* **Supplied entries**

━━━━━━

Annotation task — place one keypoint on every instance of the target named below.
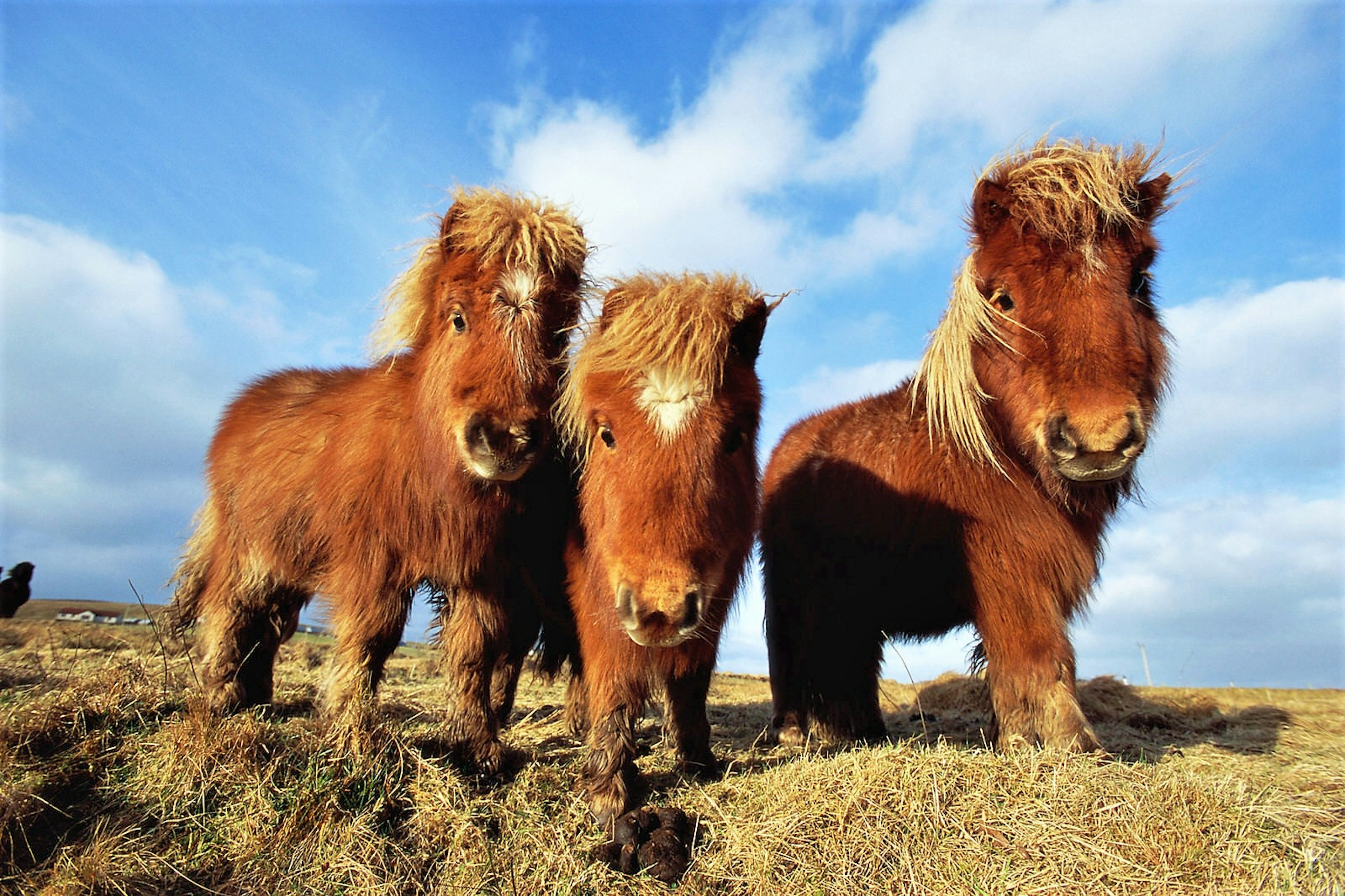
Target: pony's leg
(610, 774)
(688, 724)
(1031, 670)
(576, 701)
(786, 657)
(524, 625)
(366, 635)
(241, 637)
(474, 637)
(825, 656)
(842, 695)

━━━━━━

Every entry above needs to be printed again exactly, with its pictures left out.

* **The answer**
Annotation task — place one keypoint on every instance of the target named below.
Target: pony's leg
(610, 774)
(688, 724)
(1031, 670)
(576, 701)
(786, 657)
(524, 625)
(366, 635)
(241, 637)
(474, 637)
(825, 656)
(842, 695)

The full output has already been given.